╭─ Extract
Combined with: (Ephesians 2:10)
For we are his masterpiece,
created in Christ Jesus for good works,
which God prepared ahead of time
that we should walk in them..
Dr. Charles F. Stanley of In Touch says that if God does something that we think is “bad” but God uses it for good, isn’t it ultimately “good” for us? If you are going through something that is bad, God may be using it for your ultimate good and the ultimate good of many others. He will only keep you in a problem until you have learned what He knows you need to learn. And any pain you endure will not be wasted. You will be able to offer credible help to others in a similar situation and sometimes in a not-so-similar situation. And the joy you experience helping others will make the former pain more than worth it all.
But here’s the disclaimer: When I am in the pain I don’t care about helping others then or in the future, I just want the pain to end. I would never want to go through my mental illness again. But I wouldn’t trade it for anything, because God has turned it into gold that I can give away to others. That is, the experience has given me insight and compassion for others I could have gained no other way.
Through my experiences I have learned that Mental illness is not moral failure. It is not attention-seeking behavior. You can’t “make like a rubber band and snap out of it” (I was told this when I was in the depths of depression). Shame doesn’t motivate you out of it. And threats don’t work either. In many cases the cause of mental illness symptoms is chemicals in the brain not working right. In most cases, it can be treated, many times with the combination of Jesus, therapy and medication.
Friendships are essential to healthy recovery as well. Many mentally ill people have “burned their bridges” with family and friends because of behavior related to their illness. “hope for mental health” is a safe place to make new friends, especially friends who understand the pain and the challenges that you and your new friend both face.
╰─
╭─ Given entries
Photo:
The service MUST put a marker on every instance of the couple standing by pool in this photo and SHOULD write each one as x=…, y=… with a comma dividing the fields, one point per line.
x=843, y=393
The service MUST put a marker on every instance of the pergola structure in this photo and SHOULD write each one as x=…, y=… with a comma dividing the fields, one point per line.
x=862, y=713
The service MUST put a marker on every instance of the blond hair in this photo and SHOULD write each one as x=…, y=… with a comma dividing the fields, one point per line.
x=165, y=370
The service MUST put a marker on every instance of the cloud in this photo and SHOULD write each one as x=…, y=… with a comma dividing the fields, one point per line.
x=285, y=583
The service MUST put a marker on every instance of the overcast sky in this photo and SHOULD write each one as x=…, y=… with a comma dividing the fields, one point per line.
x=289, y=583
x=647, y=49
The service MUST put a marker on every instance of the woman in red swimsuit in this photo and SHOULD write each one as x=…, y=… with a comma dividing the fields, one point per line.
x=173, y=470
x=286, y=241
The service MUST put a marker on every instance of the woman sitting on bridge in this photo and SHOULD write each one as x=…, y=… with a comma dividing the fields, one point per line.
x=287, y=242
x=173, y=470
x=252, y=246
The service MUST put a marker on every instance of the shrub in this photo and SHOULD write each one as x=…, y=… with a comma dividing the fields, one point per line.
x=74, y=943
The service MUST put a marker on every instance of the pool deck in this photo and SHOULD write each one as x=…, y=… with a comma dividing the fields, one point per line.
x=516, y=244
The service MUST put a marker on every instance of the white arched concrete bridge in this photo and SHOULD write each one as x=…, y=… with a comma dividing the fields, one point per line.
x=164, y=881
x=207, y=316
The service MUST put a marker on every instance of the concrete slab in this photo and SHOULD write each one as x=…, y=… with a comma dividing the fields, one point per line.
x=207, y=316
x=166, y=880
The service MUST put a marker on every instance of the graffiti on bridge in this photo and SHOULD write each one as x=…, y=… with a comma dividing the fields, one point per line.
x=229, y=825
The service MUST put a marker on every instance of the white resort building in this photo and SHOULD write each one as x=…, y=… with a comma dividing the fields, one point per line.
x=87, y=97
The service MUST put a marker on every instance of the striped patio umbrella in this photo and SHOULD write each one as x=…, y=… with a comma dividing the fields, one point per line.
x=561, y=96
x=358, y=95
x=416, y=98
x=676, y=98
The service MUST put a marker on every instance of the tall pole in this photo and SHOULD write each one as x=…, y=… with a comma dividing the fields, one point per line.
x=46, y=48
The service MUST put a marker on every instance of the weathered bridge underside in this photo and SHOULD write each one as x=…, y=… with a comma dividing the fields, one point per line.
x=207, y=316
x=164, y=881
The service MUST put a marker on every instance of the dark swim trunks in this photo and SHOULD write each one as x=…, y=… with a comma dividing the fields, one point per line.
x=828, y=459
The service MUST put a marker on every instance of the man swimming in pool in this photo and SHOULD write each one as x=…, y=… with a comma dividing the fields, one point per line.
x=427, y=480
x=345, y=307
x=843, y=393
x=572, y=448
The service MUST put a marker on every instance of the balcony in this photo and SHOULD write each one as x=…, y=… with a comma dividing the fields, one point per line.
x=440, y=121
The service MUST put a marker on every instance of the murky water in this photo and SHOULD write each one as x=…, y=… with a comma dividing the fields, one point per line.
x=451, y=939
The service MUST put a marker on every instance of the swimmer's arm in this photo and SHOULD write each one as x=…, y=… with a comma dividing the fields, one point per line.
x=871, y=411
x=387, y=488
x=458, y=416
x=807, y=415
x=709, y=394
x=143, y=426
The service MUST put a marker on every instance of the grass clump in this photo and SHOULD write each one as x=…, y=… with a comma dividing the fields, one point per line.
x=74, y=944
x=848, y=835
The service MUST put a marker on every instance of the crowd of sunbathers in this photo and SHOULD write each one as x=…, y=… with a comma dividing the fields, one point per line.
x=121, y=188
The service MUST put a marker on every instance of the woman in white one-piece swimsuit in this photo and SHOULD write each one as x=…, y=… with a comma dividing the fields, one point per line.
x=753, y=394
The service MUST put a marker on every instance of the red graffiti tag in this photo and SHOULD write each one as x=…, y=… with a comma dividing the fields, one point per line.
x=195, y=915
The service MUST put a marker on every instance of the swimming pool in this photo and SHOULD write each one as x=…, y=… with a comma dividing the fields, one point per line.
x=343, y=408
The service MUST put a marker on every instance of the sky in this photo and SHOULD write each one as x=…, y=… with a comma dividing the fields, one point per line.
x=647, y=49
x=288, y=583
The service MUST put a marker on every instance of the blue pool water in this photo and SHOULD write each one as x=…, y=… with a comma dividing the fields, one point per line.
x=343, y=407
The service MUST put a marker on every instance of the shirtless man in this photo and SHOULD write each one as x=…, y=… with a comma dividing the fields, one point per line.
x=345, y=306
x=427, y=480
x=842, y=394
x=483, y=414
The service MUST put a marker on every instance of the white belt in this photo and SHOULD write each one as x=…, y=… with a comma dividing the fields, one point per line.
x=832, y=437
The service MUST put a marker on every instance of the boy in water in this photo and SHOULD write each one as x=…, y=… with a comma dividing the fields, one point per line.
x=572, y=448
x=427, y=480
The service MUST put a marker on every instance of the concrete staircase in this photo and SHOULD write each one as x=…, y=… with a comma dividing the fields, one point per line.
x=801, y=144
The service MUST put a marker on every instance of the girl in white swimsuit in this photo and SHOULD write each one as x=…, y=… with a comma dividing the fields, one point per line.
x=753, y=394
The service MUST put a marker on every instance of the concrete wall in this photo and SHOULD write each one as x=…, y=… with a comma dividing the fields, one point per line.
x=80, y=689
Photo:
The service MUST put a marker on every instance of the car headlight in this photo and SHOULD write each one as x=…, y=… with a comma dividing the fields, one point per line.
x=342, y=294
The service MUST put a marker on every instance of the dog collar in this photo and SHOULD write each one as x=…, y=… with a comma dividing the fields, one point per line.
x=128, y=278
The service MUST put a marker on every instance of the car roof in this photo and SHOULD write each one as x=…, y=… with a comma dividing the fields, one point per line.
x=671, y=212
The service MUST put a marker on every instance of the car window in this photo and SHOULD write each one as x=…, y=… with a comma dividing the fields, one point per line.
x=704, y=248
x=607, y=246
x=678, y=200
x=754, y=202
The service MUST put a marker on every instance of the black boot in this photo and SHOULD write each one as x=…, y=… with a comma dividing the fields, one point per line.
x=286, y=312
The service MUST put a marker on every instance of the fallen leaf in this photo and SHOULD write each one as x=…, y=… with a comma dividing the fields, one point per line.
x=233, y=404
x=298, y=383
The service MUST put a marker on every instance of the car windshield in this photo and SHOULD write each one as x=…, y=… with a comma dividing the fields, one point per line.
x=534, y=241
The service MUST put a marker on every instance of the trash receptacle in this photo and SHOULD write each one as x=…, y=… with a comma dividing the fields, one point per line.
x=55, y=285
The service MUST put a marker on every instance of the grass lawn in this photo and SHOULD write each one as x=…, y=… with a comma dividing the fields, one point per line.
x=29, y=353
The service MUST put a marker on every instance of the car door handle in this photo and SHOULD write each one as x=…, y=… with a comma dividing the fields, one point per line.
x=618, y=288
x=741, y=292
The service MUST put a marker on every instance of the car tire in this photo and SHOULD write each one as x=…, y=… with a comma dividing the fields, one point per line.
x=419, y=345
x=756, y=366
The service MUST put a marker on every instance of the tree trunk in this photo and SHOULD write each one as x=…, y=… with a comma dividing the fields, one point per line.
╰─
▸ Required action 1:
Answer these questions from the devotional:
(a) Which Bible verse is the devotional combined with?
(b) What was the writer told while in the depths of depression?
(c) What does the devotional call a safe place to make new friends?
▸ Required action 2:
According to the devotional, why would the writer not trade the experience of mental illness for anything? Explain in one to three sentences.
▸ Required action 3:
Rewrite everything in the devotional from "But here’s the" down to "no other way.", swapping "compassion" for "empathy".
You won't need the entries for this work.

▸ Response area 1:
(a) Ephesians 2:10.
(b) To "make like a rubber band and snap out of it."
(c) "hope for mental health."

▸ Response area 2:
The writer says God has turned the experience into gold that can be given away to others. It has given the writer insight and compassion for others that could have been gained no other way.

▸ Response area 3:
But here’s the disclaimer: When I am in the pain I don’t care about helping others then or in the future, I just want the pain to end. I would never want to go through my mental illness again. But I wouldn’t trade it for anything, because God has turned it into gold that I can give away to others. That is, the experience has given me insight and empathy for others I could have gained no other way.